------ LISTED RECORDS

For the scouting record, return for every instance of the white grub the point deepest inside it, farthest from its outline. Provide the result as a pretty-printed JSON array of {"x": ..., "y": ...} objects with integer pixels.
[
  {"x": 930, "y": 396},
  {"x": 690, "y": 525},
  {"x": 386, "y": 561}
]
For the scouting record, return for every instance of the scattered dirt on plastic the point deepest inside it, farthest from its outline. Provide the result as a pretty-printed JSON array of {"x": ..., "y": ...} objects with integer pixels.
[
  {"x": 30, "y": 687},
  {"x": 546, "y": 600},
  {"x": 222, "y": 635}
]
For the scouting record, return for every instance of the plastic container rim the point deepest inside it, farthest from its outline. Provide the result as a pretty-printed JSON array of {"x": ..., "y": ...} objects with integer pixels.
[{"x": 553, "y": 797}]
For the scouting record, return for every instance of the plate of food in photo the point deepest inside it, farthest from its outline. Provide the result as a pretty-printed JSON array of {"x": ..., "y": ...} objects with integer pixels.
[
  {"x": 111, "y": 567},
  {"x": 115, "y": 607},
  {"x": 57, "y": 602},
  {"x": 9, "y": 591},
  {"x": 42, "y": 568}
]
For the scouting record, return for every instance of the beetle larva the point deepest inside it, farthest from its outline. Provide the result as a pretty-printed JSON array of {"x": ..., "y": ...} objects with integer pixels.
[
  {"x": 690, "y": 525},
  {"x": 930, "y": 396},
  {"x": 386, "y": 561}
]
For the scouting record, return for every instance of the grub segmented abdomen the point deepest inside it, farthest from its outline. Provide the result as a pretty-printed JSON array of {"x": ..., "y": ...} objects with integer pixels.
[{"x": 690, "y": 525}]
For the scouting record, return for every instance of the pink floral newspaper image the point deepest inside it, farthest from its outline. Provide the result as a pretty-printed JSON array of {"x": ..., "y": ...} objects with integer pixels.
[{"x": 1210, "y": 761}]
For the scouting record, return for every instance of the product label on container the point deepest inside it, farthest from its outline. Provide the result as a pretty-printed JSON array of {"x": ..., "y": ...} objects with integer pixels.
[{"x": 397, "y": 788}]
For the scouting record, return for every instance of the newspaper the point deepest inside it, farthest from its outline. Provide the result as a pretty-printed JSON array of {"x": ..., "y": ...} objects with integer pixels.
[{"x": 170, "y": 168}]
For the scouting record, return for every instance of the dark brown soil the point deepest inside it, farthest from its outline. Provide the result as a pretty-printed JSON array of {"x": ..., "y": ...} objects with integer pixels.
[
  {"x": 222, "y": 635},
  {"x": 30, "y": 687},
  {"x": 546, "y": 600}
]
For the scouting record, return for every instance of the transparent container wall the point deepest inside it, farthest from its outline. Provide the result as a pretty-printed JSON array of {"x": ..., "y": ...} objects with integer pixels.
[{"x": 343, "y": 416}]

------------

**PROBLEM REQUIREMENTS:** Print the data in full. Match it exactly.

**EXERCISE RESPONSE:**
For the scouting record, return for every instance of the white grub the point deepest inside it, farthest from its outline. Provide the result as a pretty-printed JSON array of {"x": ..., "y": ...} objects with integer pixels.
[
  {"x": 930, "y": 396},
  {"x": 690, "y": 525},
  {"x": 386, "y": 561}
]
For the scouting record, return for every instance of the scattered dirt on plastic the point deepest inside it, farthest from its outline. Provide the result as a pretty-printed JSON array of {"x": ..., "y": ...} objects with integer pixels.
[
  {"x": 30, "y": 687},
  {"x": 546, "y": 600},
  {"x": 222, "y": 635}
]
For the scouting record, return for every instance of the plastic container rim the point deepest inside it, farthest from its outline. Provide the result as a pretty-printed JSON array of {"x": ..., "y": ...} objects with integer pixels.
[{"x": 553, "y": 797}]
For the scouting record, return for every instance of the plate of food in photo the point deepest inside it, farthest from its outline. Provide the result as a pretty-printed JSON array of {"x": ..., "y": ...} objects with integer pixels.
[
  {"x": 111, "y": 567},
  {"x": 115, "y": 607},
  {"x": 57, "y": 602},
  {"x": 9, "y": 591},
  {"x": 42, "y": 568}
]
For the scouting record, return for every instance of the beetle larva the point deepest inside it, farthest from its outline. Provide the result as a pretty-printed JSON array of {"x": ..., "y": ...} objects with integer pixels.
[
  {"x": 690, "y": 525},
  {"x": 930, "y": 396},
  {"x": 386, "y": 561}
]
For the scouting record, return for every instance of the grub segmented abdomen the point deepest inside it, farthest from its outline. Provide the result as a pretty-printed JSON array of {"x": ..., "y": ...} objects with integer pixels.
[{"x": 690, "y": 525}]
For the scouting record, return for every instance of the pink floral newspaper image the point deepest inside it, farthest from its outline. Provide the result as a pretty-printed JSON array of {"x": ..., "y": ...} objects with integer pixels.
[{"x": 1210, "y": 761}]
For the scouting record, return for every instance of the product label on container the point deepest inside it, farthest from its outline. Provide the result as a pretty-printed JSON array of {"x": ..., "y": ...} objects with integer pixels.
[{"x": 397, "y": 788}]
For the scouting record, return for every instance of the newspaper the point deepest inside it, farthest from its outline. Provide the result as a pretty-printed JSON array of {"x": ..., "y": ...} objects with integer pixels.
[{"x": 170, "y": 168}]
For the scouting record, return for every instance of the dark brown soil the point deepest inside it, farthest from its outline. Provide the result as a pretty-printed JSON array of {"x": ..., "y": ...} objects with integer pixels.
[
  {"x": 222, "y": 635},
  {"x": 30, "y": 687},
  {"x": 546, "y": 600}
]
For the scouting record, return for every instance of the transparent container wall the point deepest inside it, farthest from its outline. Provide the result as a pretty-printed JSON array of {"x": ..., "y": ...} objects with integer pixels.
[{"x": 343, "y": 416}]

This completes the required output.